## Task goal
Would you transcribe the listing that follows, character for character, and omit its images?

## Source records
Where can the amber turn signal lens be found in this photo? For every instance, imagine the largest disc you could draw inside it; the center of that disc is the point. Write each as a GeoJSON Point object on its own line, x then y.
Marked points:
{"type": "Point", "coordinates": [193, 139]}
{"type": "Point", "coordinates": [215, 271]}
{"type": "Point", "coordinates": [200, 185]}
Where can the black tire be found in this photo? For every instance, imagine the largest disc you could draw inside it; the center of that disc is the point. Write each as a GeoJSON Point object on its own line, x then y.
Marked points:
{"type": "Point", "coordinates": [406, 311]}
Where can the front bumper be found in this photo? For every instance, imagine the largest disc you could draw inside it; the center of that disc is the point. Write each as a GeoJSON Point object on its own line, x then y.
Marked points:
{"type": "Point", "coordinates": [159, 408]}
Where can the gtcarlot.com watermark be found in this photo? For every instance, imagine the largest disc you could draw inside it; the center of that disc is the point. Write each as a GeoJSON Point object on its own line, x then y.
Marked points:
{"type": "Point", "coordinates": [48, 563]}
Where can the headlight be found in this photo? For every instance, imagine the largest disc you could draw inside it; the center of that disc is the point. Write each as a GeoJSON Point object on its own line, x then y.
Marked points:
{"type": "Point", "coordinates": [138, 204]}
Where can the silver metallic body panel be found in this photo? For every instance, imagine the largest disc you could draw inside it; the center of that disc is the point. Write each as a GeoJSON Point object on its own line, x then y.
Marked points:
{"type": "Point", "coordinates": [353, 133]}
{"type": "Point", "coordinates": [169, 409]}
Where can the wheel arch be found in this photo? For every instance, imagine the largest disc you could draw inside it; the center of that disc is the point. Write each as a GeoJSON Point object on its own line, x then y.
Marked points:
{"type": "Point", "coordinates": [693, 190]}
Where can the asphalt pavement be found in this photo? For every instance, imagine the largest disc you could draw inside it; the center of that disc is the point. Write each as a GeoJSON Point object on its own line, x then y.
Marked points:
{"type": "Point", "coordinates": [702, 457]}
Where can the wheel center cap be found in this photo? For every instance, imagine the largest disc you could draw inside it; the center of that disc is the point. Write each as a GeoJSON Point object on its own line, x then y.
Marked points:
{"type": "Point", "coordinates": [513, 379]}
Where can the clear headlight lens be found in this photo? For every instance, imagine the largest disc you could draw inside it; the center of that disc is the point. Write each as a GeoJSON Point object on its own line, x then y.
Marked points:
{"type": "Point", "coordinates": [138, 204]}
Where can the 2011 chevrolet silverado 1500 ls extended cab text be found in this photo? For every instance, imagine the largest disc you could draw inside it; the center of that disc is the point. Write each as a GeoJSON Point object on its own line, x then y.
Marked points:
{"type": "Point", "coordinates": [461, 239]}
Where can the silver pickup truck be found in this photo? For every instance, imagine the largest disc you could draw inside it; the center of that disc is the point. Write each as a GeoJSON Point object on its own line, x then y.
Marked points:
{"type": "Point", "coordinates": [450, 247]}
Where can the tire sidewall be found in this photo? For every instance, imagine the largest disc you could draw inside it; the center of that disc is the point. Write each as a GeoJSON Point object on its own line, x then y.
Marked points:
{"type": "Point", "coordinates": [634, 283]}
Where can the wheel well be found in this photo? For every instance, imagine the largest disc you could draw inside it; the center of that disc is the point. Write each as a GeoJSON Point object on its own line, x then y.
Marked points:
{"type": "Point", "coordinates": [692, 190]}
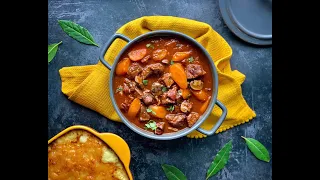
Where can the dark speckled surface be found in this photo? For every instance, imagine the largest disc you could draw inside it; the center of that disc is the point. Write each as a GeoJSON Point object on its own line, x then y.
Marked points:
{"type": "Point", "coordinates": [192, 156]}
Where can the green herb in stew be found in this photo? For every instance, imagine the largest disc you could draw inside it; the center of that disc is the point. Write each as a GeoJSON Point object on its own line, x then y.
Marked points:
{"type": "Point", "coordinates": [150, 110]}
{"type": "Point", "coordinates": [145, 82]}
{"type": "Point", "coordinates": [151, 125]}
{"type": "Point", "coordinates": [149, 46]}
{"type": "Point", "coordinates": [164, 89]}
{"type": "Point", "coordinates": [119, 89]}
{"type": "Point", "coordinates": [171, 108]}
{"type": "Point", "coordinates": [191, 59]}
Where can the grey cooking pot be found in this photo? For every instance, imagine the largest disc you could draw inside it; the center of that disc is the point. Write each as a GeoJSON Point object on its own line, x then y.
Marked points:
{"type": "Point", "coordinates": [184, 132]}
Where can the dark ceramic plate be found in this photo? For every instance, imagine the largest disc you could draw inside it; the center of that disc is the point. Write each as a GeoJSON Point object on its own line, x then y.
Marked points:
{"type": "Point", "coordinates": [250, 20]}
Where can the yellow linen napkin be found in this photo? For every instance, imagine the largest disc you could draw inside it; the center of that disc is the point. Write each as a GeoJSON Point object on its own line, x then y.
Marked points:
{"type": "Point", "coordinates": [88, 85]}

## Result
Where can the amber turn signal lens be found in this photo? For every instance, imagine the largest disc you could draw inside it; the center of that disc is the point. Write each as a GeoJSON Point object on its own line, x then y.
Marked points:
{"type": "Point", "coordinates": [193, 139]}
{"type": "Point", "coordinates": [215, 271]}
{"type": "Point", "coordinates": [200, 185]}
Where can the black tire be found in this photo? For every instance, imagine the largest disc you could draw inside it; the center of that disc is the point. Write each as a GeoJSON Point object on its own line, x then y.
Marked points:
{"type": "Point", "coordinates": [406, 311]}
Where can the front bumper be found in this photo? For every instance, imagine the largest disc you could draw inside it; the center of that disc is the point. Write each as a GeoJSON Point object on its own line, x then y.
Marked points:
{"type": "Point", "coordinates": [159, 408]}
Where can the gtcarlot.com watermark be found in this photo? For every instance, imagine the largest disc you could draw inside it; the center of that disc is the point. Write each as a GeoJSON Point object on its own line, x then y.
Marked points:
{"type": "Point", "coordinates": [48, 563]}
Where can the headlight be found in this photo? For every instance, imagine the largest disc you could draw inside it; the center of that disc is the point. Write each as a GeoJSON Point object on its own line, x then y.
Marked points:
{"type": "Point", "coordinates": [138, 204]}
Where can the silver metallic body panel be found in this photo? For every instance, imagine the largest disc you could draw inside it; the center of that disc is the point. Write each as a GeoJSON Point object on its own line, x then y.
Marked points:
{"type": "Point", "coordinates": [353, 133]}
{"type": "Point", "coordinates": [169, 409]}
Where can the wheel arch be found in this photo? For every instance, imagine the largest disc you could draw inside it; the center of that disc is the point. Write each as a GeoJSON Point object on its own line, x then y.
Marked points:
{"type": "Point", "coordinates": [693, 190]}
Where can the asphalt pavement be found in this photo? For every instance, imagine the largest disc you could draw inside it; the center of that disc is the point. Write each as a GeoJSON Point object on its own line, x then y.
Marked points:
{"type": "Point", "coordinates": [702, 457]}
Where can the wheel center cap be found in this photo? For every instance, imagine the largest disc you could draw inside it; the center of that disc is the point. Write each as a GeoJSON Point object on its own line, x then y.
Marked points:
{"type": "Point", "coordinates": [513, 379]}
Where can the clear headlight lens be found in this photo? For every instance, imagine the largest disc you could draw inside it; the center of that disc is the point. Write each as a GeoJSON Point object on its own line, x then y.
Marked points:
{"type": "Point", "coordinates": [138, 204]}
Where can the 2011 chevrolet silverado 1500 ls extended cab text be found in this photo? For every instance, imagine the largest disc you could draw inside it; the center of that disc is the point. Write each as a GeoJSON Point object on its own line, x then y.
Marked points:
{"type": "Point", "coordinates": [461, 239]}
Where can the silver pickup truck be found in this photo? For every instance, imagine the largest disc you could draw inside it; the center of that disc is the point. Write each as a GeoJSON Point object on its own line, x then y.
Marked points:
{"type": "Point", "coordinates": [450, 247]}
Where can the tire sidewall be found in this photo? For every instance, imagine the largest disc you could draw inside it; the center of that disc is the point. Write each as a GeoJSON Point object on its own line, x then y.
Marked points:
{"type": "Point", "coordinates": [634, 283]}
Where can the wheel well be found in this photo? For every instance, imagine the largest disc you could draw inside it; the center of that disc is the point. Write each as a GeoJSON Point object on its own line, x then y.
Marked points:
{"type": "Point", "coordinates": [692, 190]}
Where can the dark speckled surface be found in this photo? For every instance, imagine the largest disc you could draw inside it; the center of that disc is the point. Write each as a GeoJSON Point object on its own line, x then y.
Marked points:
{"type": "Point", "coordinates": [192, 156]}
Where can the green herb in stew be found in this photo? For every instance, imagine the largest disc you could draw inside it; the center of that disc is the point. Write each as a GeoJSON Point object on its own line, x then y.
Marked points:
{"type": "Point", "coordinates": [150, 110]}
{"type": "Point", "coordinates": [145, 82]}
{"type": "Point", "coordinates": [151, 125]}
{"type": "Point", "coordinates": [149, 46]}
{"type": "Point", "coordinates": [164, 89]}
{"type": "Point", "coordinates": [119, 89]}
{"type": "Point", "coordinates": [171, 108]}
{"type": "Point", "coordinates": [191, 59]}
Where can the grey cooking pot be found in this photo? For every instance, imagine the largest disc you could draw inside it; the center of that disc is the point. Write each as a GeoJSON Point object on its own line, x then y.
Marked points:
{"type": "Point", "coordinates": [184, 132]}
Where can the dark ceramic plate be found in this photo? For every instance, imagine the largest disc you could draw inside it; the center of that disc is the point. Write each as a GeoJSON Point object on its own line, x then y.
Marked points:
{"type": "Point", "coordinates": [250, 20]}
Where can the yellow linen napkin be found in this photo? For every instance, imagine the largest disc you could draw inside it; the center of that disc is the point. Write each as a GeoJSON Point object on its own line, x then y.
Marked points:
{"type": "Point", "coordinates": [88, 85]}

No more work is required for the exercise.